*Text block*.
[Start of section]

What’s your comfort food? What pushes you to (over) indulge in it?

Vacations-Gone-Wrong: When The Hotel Is Great — But Not The Guests

In behavior, business, travel on July 3, 2010 at 11:38 am
New Yorker Hotel building from below

Image via Wikipedia

I don’t plan to blog about Tyler Brule every day, but his column in today’s FT is too delicious to miss — the subtle art of making sure your hotel guests are up to snuff:

Hoteliers spend a lot of time working on both the software and hardware to make for the perfect stay – at least, the best ones do. Newspapers and magazines devote countless column inches in their travel pages covering these developments at various hotels featuring the latest spa with yet another interpretation of a hot-stone treatment (how much room is there for innovation when it comes to lining up warm stones along a guest’s spine?), groundbreaking showers that reverse the ageing process and communications technology so smart you can order room service via Wi-Fi just by blinking the number of the item on the menu. Happy customers will spread the word by talking up the food, the service and the breathtaking views.

Rarely, however, is there much discussion about the most important and uncontrollable element of all – the guests themselves. For all the websites devoted to peer reviews and all the guidebooks that make bookshop shelves sag, there’s little space given to the types of people that a certain hotel attracts or repels.

It’s controversial territory to start ranking hotels by the quality of the guests but then that’s also part of the fun. I’m convinced that if I launched a series of guidebooks and accompanying website to support this idea there’d be no shortage of special interest groups lobbying for its closure because it would be seen as ageist, sexist, racist, anti-silicone, anti-Botox, homophobic and toddler-intolerant. It would also be highly readable and before long would be available in over 16 languages.

[End of section]

*Problems and tasks*.
- 1) In the post about hotel guests, which newspaper carried the Tyler Brule column?
- 2) Update everything in the post about hotel guests from "Rarely, however, is" down to "over 16 languages.", changing "guidebooks" to "travel guides".

Referring-expression pointing data:
[Start of section]

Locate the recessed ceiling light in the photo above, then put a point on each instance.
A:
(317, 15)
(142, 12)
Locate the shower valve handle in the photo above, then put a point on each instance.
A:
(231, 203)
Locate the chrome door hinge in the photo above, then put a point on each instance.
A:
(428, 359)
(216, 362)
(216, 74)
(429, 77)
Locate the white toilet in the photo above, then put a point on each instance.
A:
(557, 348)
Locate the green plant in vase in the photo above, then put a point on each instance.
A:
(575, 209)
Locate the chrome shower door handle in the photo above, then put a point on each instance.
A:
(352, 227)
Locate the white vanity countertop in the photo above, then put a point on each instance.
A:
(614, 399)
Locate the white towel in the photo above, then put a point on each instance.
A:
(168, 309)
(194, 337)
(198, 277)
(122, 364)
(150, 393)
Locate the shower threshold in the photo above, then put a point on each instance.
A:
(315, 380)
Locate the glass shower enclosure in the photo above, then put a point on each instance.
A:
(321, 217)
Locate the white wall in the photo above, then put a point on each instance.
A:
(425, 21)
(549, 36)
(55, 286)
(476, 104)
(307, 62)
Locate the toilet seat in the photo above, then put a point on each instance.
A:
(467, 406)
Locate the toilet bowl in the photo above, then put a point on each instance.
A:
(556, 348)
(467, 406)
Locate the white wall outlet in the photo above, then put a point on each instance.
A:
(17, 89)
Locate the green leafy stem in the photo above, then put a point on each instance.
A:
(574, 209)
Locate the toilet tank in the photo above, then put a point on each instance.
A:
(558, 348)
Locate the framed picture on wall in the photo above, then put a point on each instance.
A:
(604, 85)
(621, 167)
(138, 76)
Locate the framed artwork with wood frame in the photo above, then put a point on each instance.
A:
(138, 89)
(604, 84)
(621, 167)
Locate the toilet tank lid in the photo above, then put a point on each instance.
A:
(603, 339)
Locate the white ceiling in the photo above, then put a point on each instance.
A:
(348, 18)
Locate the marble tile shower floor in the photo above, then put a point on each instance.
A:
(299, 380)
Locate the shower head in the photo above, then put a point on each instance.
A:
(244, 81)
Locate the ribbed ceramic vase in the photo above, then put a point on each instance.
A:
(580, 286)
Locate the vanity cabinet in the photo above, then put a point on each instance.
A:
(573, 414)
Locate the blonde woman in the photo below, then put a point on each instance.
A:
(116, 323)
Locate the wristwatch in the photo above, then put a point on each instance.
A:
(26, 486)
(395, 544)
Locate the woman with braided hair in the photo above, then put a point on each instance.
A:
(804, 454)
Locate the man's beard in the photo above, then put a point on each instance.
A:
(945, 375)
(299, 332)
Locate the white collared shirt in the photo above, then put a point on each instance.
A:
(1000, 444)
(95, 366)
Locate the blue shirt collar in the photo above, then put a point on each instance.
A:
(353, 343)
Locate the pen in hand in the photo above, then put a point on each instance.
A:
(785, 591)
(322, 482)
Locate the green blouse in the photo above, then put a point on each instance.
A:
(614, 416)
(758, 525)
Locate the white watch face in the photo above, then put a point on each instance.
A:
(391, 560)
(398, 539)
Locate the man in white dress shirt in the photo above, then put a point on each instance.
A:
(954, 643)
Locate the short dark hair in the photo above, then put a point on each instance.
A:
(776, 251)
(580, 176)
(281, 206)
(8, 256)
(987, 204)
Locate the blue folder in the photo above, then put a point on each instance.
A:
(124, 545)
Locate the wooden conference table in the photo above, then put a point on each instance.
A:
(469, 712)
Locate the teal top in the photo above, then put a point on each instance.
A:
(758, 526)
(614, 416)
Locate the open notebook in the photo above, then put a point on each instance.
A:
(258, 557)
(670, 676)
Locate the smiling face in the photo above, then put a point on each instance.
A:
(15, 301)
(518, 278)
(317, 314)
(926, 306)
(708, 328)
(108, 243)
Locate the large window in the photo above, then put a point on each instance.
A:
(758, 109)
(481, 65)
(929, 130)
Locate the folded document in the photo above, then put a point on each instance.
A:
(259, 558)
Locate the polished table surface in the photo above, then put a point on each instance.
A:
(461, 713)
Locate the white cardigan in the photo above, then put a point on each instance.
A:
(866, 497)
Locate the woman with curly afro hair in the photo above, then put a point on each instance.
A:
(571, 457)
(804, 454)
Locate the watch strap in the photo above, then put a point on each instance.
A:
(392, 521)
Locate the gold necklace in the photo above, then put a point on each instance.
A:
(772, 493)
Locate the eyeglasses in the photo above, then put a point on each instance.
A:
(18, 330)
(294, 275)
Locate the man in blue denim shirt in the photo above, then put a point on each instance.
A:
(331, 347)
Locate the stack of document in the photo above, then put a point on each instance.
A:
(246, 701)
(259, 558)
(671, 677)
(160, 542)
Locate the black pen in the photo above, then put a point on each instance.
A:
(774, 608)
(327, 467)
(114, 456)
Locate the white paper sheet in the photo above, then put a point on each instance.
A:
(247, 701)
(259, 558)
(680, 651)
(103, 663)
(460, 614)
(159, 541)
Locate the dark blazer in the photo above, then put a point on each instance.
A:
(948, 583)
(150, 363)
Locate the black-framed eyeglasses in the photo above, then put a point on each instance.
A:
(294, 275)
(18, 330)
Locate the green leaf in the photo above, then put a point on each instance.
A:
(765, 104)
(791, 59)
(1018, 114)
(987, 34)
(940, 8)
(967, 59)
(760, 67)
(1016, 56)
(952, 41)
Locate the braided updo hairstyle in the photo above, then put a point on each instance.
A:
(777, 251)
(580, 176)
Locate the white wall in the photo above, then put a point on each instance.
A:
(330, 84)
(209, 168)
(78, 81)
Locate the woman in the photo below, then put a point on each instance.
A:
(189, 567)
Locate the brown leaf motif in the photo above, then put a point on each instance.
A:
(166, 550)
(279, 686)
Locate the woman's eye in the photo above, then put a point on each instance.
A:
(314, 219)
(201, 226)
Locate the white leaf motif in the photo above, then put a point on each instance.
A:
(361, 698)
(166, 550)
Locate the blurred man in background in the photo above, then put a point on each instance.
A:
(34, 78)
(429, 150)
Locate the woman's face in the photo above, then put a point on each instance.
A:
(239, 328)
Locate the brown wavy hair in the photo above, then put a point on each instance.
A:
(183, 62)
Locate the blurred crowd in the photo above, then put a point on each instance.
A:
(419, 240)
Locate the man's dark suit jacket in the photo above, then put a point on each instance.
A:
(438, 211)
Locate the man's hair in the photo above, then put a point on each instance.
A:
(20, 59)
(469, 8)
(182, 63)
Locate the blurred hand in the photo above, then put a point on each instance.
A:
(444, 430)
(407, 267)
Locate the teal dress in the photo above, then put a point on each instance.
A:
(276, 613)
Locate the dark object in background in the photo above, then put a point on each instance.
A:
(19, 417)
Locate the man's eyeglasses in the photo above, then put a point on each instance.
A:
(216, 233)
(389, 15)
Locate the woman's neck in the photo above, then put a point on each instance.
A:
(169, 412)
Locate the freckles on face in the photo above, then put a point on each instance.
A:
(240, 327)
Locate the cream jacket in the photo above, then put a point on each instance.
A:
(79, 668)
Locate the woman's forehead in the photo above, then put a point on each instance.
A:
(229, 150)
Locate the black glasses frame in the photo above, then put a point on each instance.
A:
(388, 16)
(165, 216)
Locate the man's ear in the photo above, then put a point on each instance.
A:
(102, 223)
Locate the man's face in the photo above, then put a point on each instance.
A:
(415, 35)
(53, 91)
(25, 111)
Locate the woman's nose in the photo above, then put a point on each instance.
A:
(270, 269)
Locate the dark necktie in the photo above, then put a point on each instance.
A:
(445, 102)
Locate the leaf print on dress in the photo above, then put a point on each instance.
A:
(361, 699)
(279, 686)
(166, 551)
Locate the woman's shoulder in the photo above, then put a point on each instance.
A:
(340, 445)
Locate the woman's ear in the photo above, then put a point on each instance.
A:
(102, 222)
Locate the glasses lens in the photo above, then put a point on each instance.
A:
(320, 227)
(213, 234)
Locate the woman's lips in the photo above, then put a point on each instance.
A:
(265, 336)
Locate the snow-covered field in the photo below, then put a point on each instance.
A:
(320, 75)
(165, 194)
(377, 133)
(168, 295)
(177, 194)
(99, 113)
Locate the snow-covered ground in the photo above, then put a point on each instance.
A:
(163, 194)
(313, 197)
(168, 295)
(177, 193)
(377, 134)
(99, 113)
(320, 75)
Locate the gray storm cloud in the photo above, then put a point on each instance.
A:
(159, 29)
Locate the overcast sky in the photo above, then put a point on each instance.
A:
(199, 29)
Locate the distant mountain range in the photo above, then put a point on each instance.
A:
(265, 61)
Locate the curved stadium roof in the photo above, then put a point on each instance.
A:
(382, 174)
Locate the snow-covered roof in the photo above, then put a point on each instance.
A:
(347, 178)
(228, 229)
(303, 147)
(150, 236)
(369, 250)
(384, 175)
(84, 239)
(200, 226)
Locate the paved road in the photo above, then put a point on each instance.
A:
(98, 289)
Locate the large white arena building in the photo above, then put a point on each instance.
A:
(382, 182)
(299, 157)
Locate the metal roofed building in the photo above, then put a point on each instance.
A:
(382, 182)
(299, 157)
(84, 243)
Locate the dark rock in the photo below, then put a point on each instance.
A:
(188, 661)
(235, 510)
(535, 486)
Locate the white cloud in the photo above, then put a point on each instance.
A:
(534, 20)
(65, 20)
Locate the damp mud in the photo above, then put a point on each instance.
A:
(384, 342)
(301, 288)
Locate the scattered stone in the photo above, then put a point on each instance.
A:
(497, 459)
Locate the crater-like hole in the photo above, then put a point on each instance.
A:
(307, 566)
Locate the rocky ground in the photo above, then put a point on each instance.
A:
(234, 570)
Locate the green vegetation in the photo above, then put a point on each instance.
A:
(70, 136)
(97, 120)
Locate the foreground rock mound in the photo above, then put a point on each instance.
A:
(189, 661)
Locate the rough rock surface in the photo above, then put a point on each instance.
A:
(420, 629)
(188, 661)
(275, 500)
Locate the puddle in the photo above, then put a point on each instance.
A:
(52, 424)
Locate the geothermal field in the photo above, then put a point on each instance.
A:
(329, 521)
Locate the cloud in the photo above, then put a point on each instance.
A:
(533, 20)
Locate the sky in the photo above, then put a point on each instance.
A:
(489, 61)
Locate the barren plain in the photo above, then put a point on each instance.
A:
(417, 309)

[End of section]

*Expected results*.
- 1) The FT.

- 2)
Rarely, however, is there much discussion about the most important and uncontrollable element of all – the guests themselves. For all the websites devoted to peer reviews and all the travel guides that make bookshop shelves sag, there’s little space given to the types of people that a certain hotel attracts or repels.

It’s controversial territory to start ranking hotels by the quality of the guests but then that’s also part of the fun. I’m convinced that if I launched a series of travel guides and accompanying website to support this idea there’d be no shortage of special interest groups lobbying for its closure because it would be seen as ageist, sexist, racist, anti-silicone, anti-Botox, homophobic and toddler-intolerant. It would also be highly readable and before long would be available in over 16 languages.